Write the records below out again exactly as given, with no images.
------------------------------------------------
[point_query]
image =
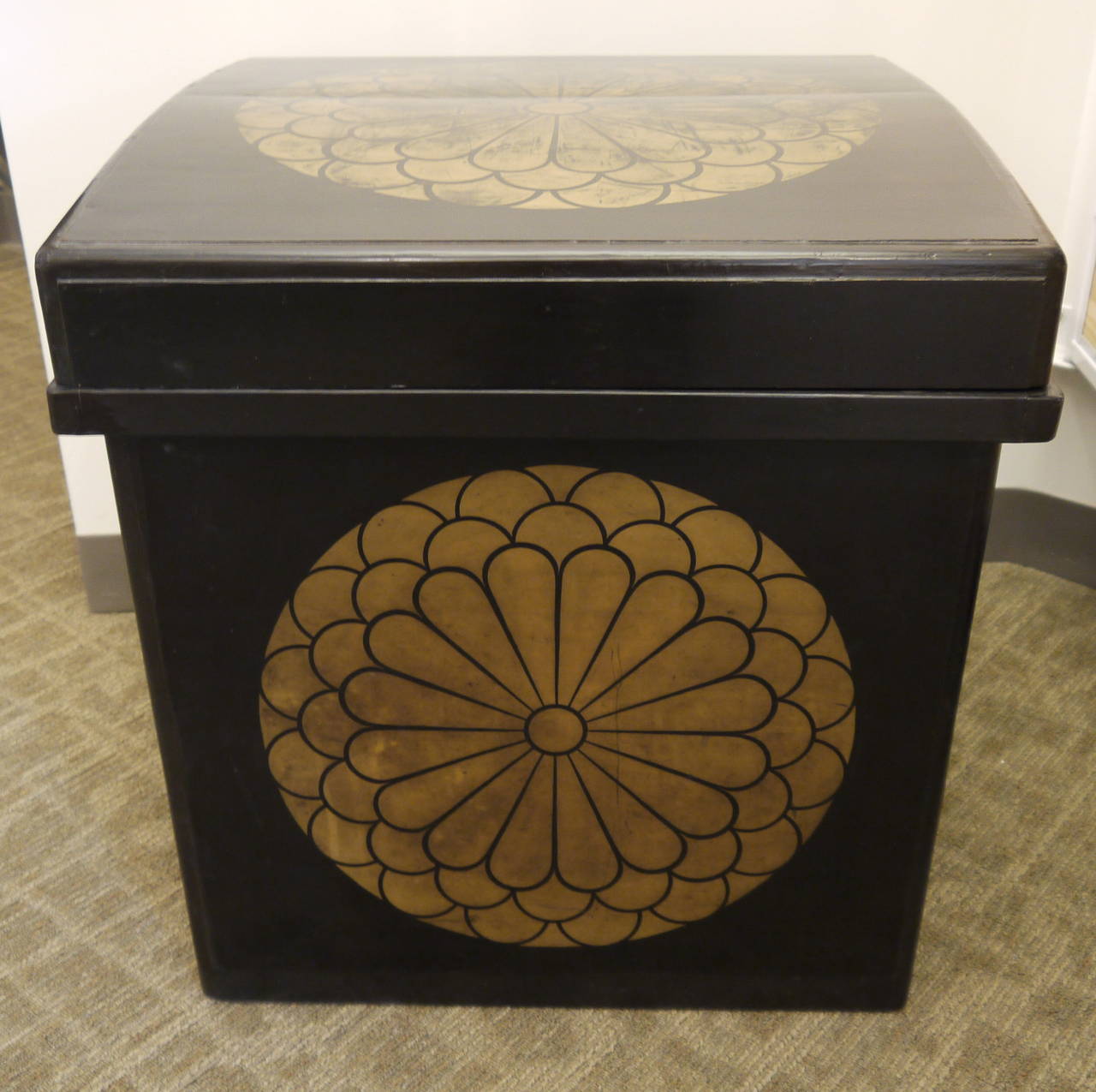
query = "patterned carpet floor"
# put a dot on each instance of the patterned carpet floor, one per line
(98, 988)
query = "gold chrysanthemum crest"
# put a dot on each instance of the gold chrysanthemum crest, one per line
(558, 135)
(557, 707)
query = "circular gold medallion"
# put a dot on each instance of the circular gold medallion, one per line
(549, 134)
(557, 707)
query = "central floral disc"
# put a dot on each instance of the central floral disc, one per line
(556, 729)
(557, 707)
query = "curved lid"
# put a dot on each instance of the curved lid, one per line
(706, 199)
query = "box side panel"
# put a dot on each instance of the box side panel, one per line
(889, 534)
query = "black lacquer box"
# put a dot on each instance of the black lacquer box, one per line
(554, 493)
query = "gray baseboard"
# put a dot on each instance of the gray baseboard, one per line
(1030, 528)
(1041, 532)
(105, 576)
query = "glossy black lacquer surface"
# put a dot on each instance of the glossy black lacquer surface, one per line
(206, 254)
(893, 532)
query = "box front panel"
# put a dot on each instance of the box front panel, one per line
(555, 721)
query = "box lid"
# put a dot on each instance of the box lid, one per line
(623, 224)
------------------------------------------------
**SOLVED PROBLEM**
[point_query]
image =
query = "patterned carpet floor"
# put a dot on each instance of the patterned carpet floor, one per line
(98, 988)
query = "gold chrysanthemum crest"
# put a dot on each instance of the gold chrysanthemum crest, one per line
(558, 135)
(557, 707)
query = "circular gold medallion"
# put a dot on each instance of the circular gold medallion, one per line
(549, 134)
(557, 707)
query = "central floral disc"
# put a dot on each instance of the central floral disc, one per line
(556, 729)
(557, 707)
query = "curved lid"
# put a dot on each instance of the curved lid, one per line
(706, 199)
query = "box side panel"
# put a dot on each instance of the box side panel, one per line
(889, 534)
query = "black lacquer box"
# put a dot on each instance of the black lacquer box, one per line
(554, 493)
query = "gray baseboard"
# put a dot on each instance of the gray baseboard, one per line
(1030, 528)
(1041, 532)
(105, 576)
query = "glossy black lacquer surface"
# put a dot on each instance of the glossy black lacquer surface, one per line
(206, 254)
(893, 532)
query = "box front panel"
# put a dot on each instance of the box front panel, one per line
(555, 721)
query = "box lid"
# put a dot on each instance of the box lid, one per line
(623, 224)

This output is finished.